* [Goal of the exercise]: Format the entries below as a numbered list, from the line containing "Put one marker on each instance of the logo" through the end of the entries, both ends included, with blank lines and pictures left out.

* Start Data provided *

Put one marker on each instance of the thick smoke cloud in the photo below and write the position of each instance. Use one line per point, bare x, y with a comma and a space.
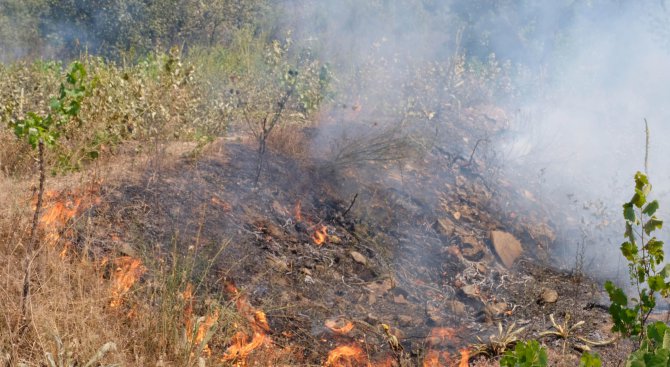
591, 72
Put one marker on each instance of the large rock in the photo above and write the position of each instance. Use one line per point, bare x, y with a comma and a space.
507, 247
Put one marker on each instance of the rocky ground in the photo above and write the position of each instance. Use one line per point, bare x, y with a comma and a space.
440, 248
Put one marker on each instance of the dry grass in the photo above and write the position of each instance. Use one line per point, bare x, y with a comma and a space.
167, 318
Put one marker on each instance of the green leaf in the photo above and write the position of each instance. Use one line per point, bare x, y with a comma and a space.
629, 250
651, 208
640, 180
616, 294
629, 212
639, 199
655, 249
656, 282
656, 332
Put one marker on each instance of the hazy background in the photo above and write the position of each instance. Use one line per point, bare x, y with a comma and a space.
576, 77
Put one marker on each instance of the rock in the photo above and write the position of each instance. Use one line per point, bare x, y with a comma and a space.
445, 227
548, 295
507, 247
358, 257
381, 286
472, 249
434, 313
400, 299
471, 290
405, 320
496, 308
457, 307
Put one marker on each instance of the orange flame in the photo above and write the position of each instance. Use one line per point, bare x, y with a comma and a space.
320, 235
241, 347
339, 326
60, 208
465, 358
127, 271
298, 211
346, 356
196, 335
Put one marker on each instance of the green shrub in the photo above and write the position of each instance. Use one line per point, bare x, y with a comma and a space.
644, 254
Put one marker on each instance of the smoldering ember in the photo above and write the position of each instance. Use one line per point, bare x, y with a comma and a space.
334, 183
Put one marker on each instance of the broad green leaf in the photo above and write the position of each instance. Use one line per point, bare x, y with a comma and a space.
651, 208
639, 199
655, 248
616, 294
641, 180
656, 331
629, 250
629, 212
656, 282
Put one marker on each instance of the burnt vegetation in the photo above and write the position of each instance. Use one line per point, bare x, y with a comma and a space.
302, 183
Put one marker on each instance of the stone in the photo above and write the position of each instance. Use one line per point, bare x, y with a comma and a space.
548, 295
405, 320
472, 249
507, 247
400, 299
471, 290
358, 257
457, 307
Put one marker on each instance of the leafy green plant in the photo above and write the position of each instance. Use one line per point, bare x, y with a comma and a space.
590, 360
644, 254
525, 354
42, 131
655, 348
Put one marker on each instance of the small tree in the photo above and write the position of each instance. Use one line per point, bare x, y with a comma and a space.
41, 131
644, 254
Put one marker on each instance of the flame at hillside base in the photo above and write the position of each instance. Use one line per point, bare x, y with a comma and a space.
242, 344
196, 331
127, 271
60, 207
320, 235
346, 356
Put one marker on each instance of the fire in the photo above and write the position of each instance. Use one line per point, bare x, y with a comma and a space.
465, 358
242, 346
127, 271
320, 235
60, 208
339, 326
298, 211
346, 356
196, 334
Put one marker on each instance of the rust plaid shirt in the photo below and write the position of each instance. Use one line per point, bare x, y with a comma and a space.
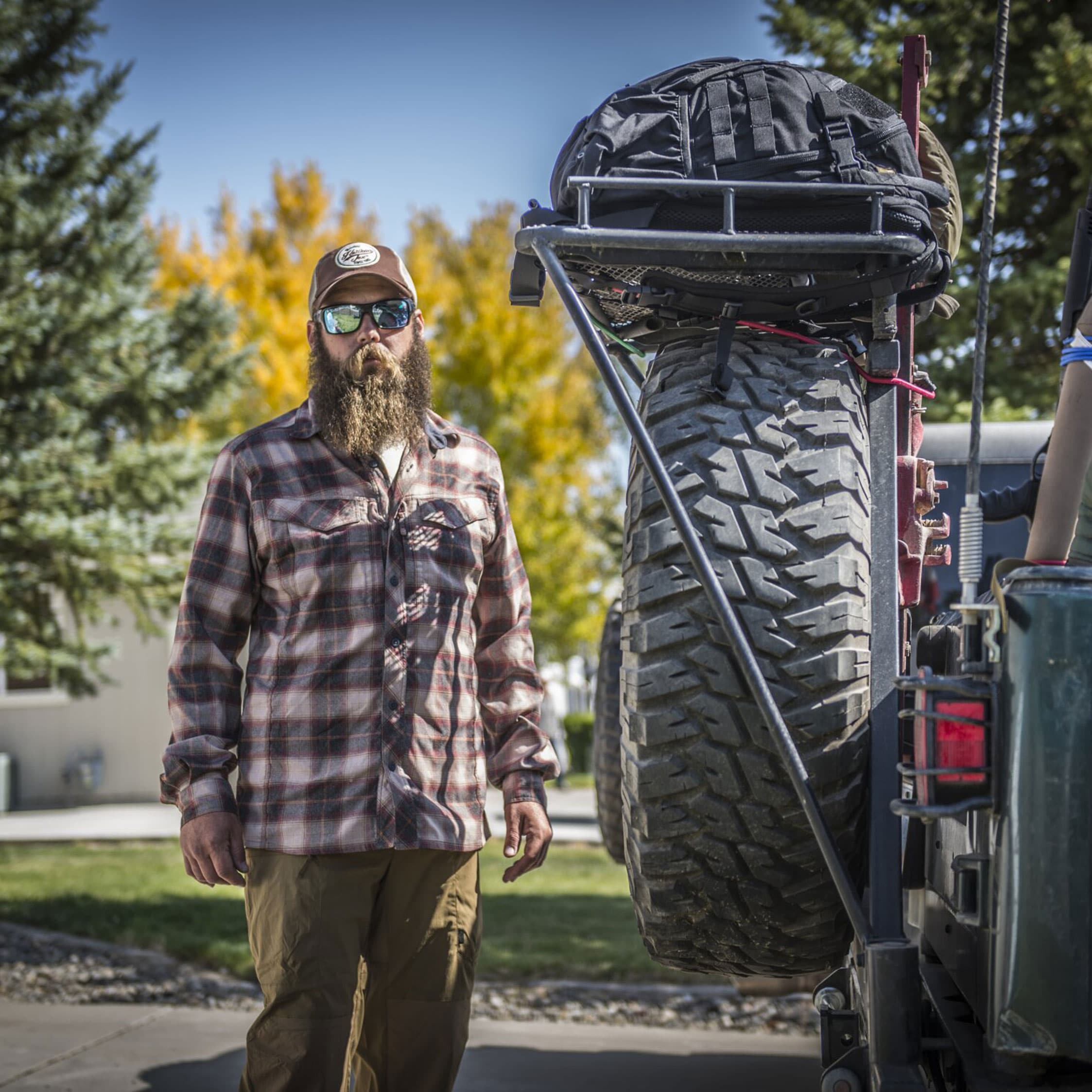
390, 670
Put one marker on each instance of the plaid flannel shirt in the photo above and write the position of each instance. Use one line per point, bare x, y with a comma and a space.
390, 669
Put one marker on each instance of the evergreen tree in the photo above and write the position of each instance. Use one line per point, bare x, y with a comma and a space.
1044, 175
100, 381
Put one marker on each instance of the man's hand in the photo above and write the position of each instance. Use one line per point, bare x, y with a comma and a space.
525, 819
212, 849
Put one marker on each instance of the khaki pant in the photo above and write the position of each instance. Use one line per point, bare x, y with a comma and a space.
366, 961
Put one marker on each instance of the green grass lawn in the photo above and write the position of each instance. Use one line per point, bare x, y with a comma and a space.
571, 919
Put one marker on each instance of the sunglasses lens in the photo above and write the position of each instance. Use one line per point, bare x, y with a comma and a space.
392, 314
342, 320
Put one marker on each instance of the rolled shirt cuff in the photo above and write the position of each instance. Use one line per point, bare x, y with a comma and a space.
524, 786
209, 793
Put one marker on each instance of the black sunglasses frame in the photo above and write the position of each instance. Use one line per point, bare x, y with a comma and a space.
365, 308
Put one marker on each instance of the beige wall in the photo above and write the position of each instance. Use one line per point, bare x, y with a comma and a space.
127, 723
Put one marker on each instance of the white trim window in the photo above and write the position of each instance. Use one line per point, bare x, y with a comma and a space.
25, 693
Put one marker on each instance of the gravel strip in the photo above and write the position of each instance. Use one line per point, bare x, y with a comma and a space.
40, 966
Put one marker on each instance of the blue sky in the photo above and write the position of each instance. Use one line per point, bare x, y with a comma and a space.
425, 105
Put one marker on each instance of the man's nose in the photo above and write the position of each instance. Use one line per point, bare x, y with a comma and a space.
368, 331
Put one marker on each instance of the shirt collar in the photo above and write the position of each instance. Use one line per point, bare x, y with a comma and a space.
439, 433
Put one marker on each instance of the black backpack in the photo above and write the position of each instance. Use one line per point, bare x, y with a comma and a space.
727, 118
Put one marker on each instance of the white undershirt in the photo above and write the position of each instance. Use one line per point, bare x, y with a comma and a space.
392, 457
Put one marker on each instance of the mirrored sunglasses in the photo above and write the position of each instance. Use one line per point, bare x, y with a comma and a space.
387, 315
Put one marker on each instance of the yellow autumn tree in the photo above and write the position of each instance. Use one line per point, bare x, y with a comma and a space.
261, 264
516, 376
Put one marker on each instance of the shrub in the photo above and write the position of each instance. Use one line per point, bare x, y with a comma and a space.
578, 739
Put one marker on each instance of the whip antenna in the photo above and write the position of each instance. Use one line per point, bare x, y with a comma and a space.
970, 531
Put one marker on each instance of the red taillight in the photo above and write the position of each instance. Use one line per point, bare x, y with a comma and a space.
943, 742
961, 745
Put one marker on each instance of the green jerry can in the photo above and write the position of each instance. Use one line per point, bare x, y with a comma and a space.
1041, 962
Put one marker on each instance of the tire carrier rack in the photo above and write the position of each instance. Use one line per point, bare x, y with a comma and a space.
872, 1007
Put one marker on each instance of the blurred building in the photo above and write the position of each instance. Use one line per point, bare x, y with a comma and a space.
101, 749
107, 749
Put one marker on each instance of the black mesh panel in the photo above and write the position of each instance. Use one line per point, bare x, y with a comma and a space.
863, 103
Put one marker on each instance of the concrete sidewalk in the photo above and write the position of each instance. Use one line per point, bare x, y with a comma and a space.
572, 813
152, 1049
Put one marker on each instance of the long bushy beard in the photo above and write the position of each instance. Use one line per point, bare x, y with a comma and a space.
363, 410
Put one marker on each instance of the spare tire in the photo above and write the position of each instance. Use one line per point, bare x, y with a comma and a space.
724, 870
607, 736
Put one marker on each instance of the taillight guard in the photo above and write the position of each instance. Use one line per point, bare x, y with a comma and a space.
953, 721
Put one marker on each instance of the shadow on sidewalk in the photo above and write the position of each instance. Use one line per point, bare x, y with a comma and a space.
213, 1075
503, 1069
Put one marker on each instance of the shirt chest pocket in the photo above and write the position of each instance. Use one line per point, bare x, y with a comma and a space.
446, 543
332, 543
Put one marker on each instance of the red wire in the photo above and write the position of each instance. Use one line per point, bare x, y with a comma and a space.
864, 375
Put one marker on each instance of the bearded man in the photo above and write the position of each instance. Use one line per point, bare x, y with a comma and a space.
364, 546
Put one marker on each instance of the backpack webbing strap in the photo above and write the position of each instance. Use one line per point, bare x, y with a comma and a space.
720, 121
837, 130
726, 333
762, 114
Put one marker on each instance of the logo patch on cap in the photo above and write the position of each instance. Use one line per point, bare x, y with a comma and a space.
355, 256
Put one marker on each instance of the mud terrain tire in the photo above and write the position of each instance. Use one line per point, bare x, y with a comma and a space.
607, 736
724, 872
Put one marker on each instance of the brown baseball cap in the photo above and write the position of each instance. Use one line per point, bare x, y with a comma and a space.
362, 261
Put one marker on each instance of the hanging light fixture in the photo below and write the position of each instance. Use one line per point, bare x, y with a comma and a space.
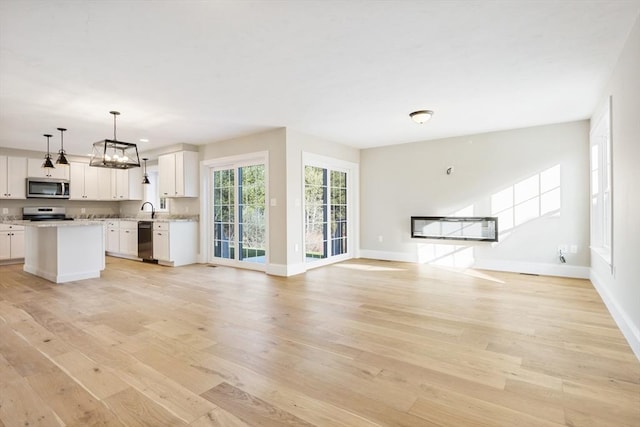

* End Data provided *

* [Correct answer]:
1. Put one marker on each instance of the logo patch on cap in the photo above and write the position of each instance. Use one line per point, bare x, y with a comma and a space.
2. 355, 256
3. Put one marker on each instance of the mud terrain tire in the photo above and write the position of each instance. Use one line per point, bare x, y with a comma and a space.
4. 607, 736
5. 724, 872
6. Put one marker on each instance of the brown baseball cap in the photo above and write the position of each instance. Use one line per point, bare x, y with a comma and a space.
7. 362, 261
8. Put one marker on each instance of the hanging light fixture in the photo below and write the position of each instance. Use one line per point, bare x, y with a comma and a space.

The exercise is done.